===== Text for analysis =====

SF Chronicle Review of The Big Voice.
Sexual-spiritual conflicts sing in witty 'Big Voice'
Monday, August 6, 2007The answer to the question posed in the title comes early in Steve Schalchlin and Jim Brochu's "The Big Voice: God or Merman?" Schalchlin, who wrote the often witty and poignant songs, grew up Baptist in Arkansas. Brochu, who wrote the book, was a devout Catholic who spent much of his boyhood practicing to become the first pope from Brooklyn. But he also got to see, meet and even hang out with Ethel Merman. So much for that little quandary.
In a world Brochu defines as divided between Ethel queens and Judy queens, "Big Voice" comes down unapologetically and hilariously in the first camp. Which, given Brochu's ability to mimic Merman's vocal timbre, is one of the little show's big assets. A recent off-Broadway hit, which opened Saturday at New Conservatory Theatre Center, "Voice" is a charming, cutting, honest and very funny chamber musical about growing up gay and religious, AIDS, long-term relationships and the spiritual and healing powers of showbiz.

===== Recorded information =====

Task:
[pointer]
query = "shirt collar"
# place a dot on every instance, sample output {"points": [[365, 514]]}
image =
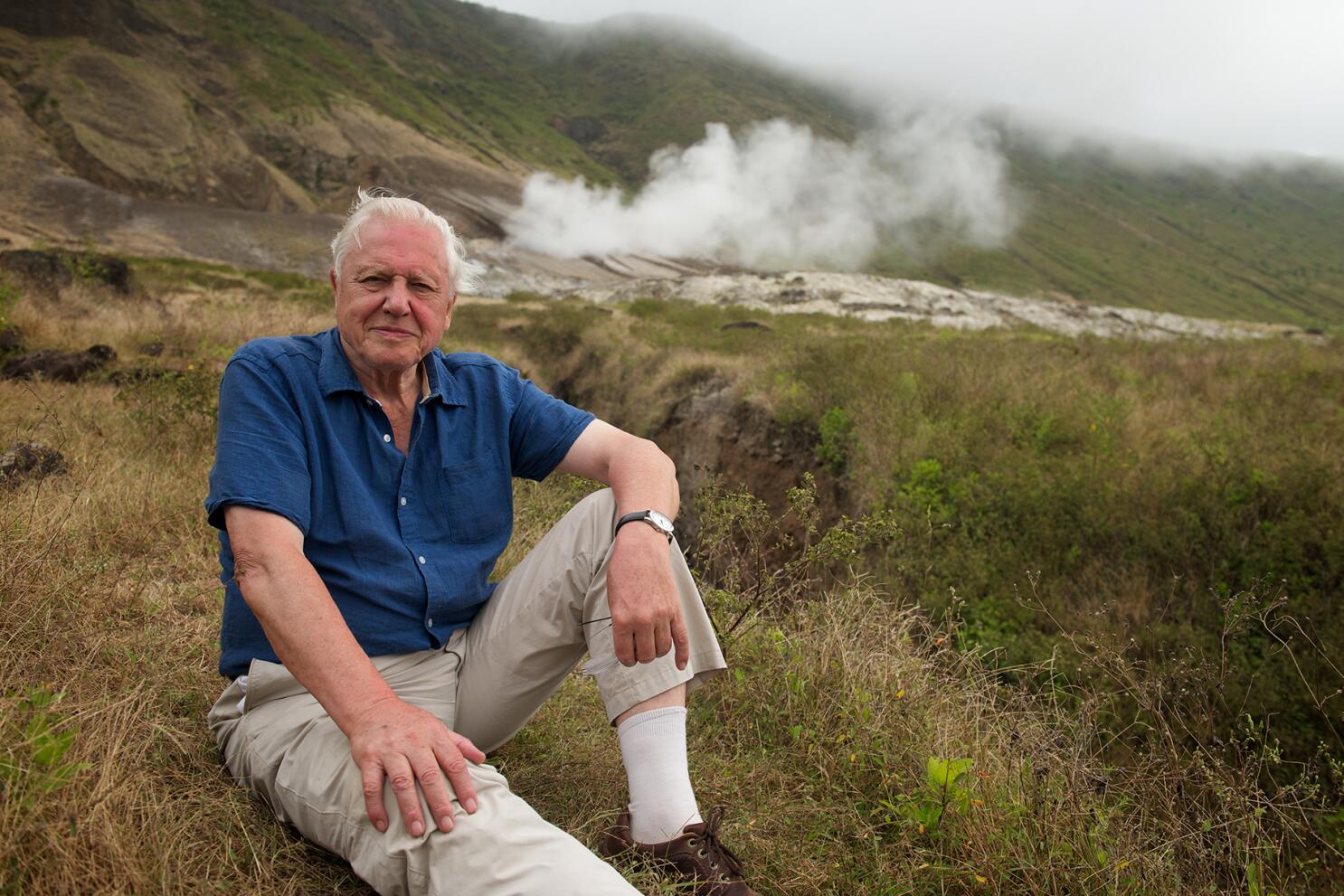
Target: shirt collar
{"points": [[336, 375]]}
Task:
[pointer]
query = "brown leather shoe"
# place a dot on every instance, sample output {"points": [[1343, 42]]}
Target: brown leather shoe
{"points": [[697, 856]]}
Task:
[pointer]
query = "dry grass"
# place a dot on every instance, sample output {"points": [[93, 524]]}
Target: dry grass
{"points": [[819, 740]]}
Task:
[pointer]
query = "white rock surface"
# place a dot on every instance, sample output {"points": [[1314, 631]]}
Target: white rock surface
{"points": [[863, 296]]}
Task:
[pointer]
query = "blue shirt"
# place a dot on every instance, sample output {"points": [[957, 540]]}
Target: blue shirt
{"points": [[405, 542]]}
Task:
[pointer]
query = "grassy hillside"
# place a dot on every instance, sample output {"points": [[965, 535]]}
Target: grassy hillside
{"points": [[1012, 492], [1255, 243]]}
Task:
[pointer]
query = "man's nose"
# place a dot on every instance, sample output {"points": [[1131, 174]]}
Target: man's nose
{"points": [[398, 297]]}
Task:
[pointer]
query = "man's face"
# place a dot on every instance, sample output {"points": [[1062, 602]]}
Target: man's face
{"points": [[394, 297]]}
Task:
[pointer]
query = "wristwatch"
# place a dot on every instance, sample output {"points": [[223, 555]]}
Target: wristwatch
{"points": [[655, 519]]}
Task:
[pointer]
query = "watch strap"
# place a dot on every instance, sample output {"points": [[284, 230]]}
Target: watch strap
{"points": [[640, 516]]}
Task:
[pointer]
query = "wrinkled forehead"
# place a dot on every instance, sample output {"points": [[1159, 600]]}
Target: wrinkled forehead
{"points": [[401, 245]]}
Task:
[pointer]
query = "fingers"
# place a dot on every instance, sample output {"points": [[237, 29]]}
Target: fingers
{"points": [[624, 644], [452, 762], [402, 779], [682, 639], [661, 638], [436, 791], [467, 747], [371, 779], [644, 644]]}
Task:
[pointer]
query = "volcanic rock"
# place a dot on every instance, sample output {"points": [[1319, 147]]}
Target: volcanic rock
{"points": [[65, 367], [28, 459]]}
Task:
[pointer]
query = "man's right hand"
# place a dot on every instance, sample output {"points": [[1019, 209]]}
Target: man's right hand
{"points": [[406, 746]]}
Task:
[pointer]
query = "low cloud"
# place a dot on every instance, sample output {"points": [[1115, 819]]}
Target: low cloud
{"points": [[777, 196]]}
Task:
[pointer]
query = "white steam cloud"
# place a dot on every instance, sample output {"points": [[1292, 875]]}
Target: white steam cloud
{"points": [[781, 196]]}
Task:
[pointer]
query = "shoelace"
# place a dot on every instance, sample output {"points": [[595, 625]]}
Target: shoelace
{"points": [[714, 846]]}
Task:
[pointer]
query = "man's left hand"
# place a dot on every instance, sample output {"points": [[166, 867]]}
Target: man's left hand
{"points": [[646, 608]]}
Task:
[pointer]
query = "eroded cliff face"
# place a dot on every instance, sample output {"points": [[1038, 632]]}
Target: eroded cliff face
{"points": [[108, 109]]}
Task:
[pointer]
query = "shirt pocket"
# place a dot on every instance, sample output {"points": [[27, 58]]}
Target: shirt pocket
{"points": [[476, 500]]}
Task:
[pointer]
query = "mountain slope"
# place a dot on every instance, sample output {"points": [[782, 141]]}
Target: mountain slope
{"points": [[109, 110]]}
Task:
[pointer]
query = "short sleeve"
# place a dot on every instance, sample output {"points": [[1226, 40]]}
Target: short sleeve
{"points": [[542, 430], [261, 459]]}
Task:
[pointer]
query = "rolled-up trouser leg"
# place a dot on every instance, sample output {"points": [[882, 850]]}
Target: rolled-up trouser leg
{"points": [[284, 746], [547, 613]]}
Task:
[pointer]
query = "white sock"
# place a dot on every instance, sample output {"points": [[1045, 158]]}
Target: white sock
{"points": [[653, 751]]}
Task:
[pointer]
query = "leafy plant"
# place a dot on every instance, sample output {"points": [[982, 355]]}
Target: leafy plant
{"points": [[36, 763], [941, 788]]}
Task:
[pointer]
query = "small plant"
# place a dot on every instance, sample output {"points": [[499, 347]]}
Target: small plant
{"points": [[35, 763], [941, 788], [167, 401]]}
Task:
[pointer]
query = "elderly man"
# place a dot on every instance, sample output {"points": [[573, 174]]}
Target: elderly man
{"points": [[362, 488]]}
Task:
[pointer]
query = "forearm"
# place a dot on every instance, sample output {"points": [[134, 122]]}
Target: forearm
{"points": [[309, 635], [643, 478]]}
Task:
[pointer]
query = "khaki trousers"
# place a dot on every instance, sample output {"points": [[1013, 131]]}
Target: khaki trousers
{"points": [[486, 684]]}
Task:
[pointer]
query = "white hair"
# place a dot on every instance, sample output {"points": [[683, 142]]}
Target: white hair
{"points": [[382, 204]]}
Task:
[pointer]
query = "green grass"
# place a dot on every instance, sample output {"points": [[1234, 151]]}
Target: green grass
{"points": [[863, 743]]}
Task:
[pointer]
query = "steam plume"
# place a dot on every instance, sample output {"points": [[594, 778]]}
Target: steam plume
{"points": [[780, 196]]}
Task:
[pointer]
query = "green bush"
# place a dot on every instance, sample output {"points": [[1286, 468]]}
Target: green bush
{"points": [[837, 434]]}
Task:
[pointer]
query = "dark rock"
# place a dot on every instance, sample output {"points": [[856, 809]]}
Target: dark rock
{"points": [[66, 367], [36, 265], [57, 268], [28, 461]]}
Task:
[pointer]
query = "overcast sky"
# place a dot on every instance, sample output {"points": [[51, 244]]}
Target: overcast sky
{"points": [[1228, 75]]}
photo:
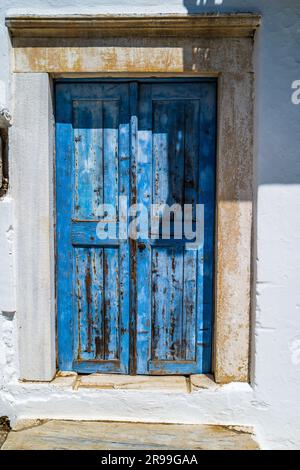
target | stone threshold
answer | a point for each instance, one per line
(104, 435)
(174, 383)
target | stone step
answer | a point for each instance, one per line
(96, 435)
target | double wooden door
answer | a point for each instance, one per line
(139, 306)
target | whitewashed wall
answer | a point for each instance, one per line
(272, 403)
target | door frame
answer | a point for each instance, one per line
(133, 83)
(205, 46)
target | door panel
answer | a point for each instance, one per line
(93, 283)
(176, 141)
(150, 299)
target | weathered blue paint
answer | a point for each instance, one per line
(92, 147)
(176, 164)
(142, 306)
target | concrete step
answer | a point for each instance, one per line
(95, 435)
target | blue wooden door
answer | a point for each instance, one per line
(134, 306)
(176, 164)
(92, 167)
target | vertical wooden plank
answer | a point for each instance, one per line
(133, 93)
(88, 181)
(191, 175)
(143, 265)
(124, 257)
(111, 255)
(111, 303)
(206, 196)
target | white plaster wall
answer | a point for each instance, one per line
(272, 403)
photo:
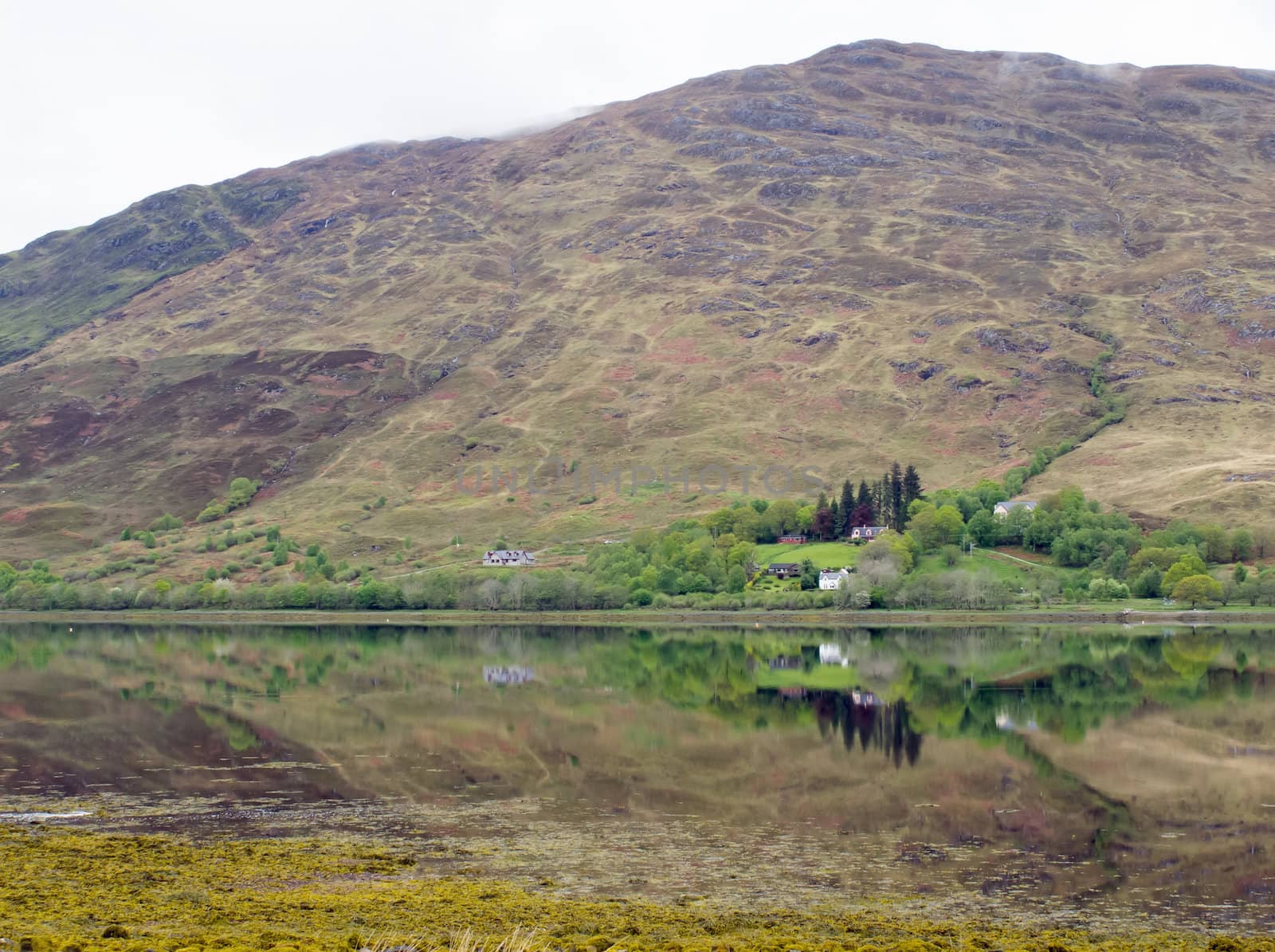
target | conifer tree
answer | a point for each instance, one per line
(911, 486)
(847, 509)
(896, 507)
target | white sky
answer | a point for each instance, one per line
(108, 101)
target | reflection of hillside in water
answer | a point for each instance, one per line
(860, 715)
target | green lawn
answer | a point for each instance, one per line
(1022, 576)
(824, 554)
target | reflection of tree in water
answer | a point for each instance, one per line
(860, 718)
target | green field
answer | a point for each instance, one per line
(824, 554)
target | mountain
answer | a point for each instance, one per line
(884, 251)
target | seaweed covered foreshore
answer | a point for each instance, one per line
(67, 890)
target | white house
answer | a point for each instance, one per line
(833, 578)
(1004, 509)
(866, 531)
(508, 557)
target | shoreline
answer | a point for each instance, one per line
(622, 617)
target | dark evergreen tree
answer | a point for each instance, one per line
(911, 486)
(847, 509)
(898, 511)
(865, 503)
(822, 524)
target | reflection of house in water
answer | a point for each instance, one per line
(513, 675)
(860, 716)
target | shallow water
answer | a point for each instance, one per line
(1068, 775)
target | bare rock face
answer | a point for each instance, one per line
(905, 232)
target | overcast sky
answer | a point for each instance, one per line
(108, 101)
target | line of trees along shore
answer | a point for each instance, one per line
(712, 562)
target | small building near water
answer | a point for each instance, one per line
(508, 557)
(833, 578)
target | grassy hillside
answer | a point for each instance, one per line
(883, 251)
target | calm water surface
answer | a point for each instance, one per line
(1079, 775)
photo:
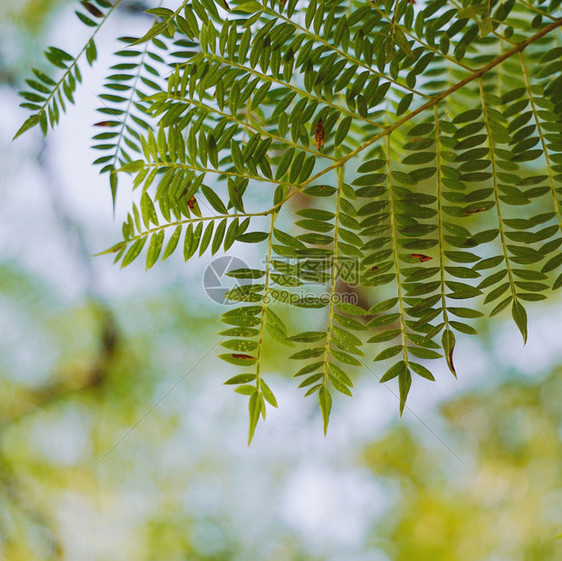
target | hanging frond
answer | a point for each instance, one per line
(411, 152)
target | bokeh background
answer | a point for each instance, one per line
(118, 440)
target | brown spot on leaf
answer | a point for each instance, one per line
(421, 257)
(319, 135)
(474, 210)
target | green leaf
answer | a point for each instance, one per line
(325, 402)
(520, 317)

=====

Exercise details -
Pick up the review of "The Big Voice" after its last sentence and continue it.

Reply -
It's also sneaky, hiding its polish until its charms catch you unawares. The rotund Brochu and lean Schalchlin open in deceptively amateurish fashion in a mildly comic take on Genesis - in which "And the Big Voice said, 'Let there be light' " is followed by, "And the Big Voice said, 'Let there be a spotlight.' " Brendan James' staging looks casually haphazard, and the performers' voices sound strained and out of sync at first.
But the sharp wit of Brochu's book and Schalchlin's and Marie Cain's lyrics quickly assert themselves in a clever colloquy about the claims of differing religions, as does the charm of Brochu's assertively buoyant and Schalchlin's diffidently passive-aggressive personas. Their stories of emerging gay consciousness in conflict with childhood religiosity are touching, smart and idiosyncratic. Schalchlin seduces us with a sweet rendition of his first song, a country-style hymn to what he didn't yet know was his true god ("I Want to Make Music"), and cuts to the quick with a poignant tune about the lasting scars of trying to live in "The Closet."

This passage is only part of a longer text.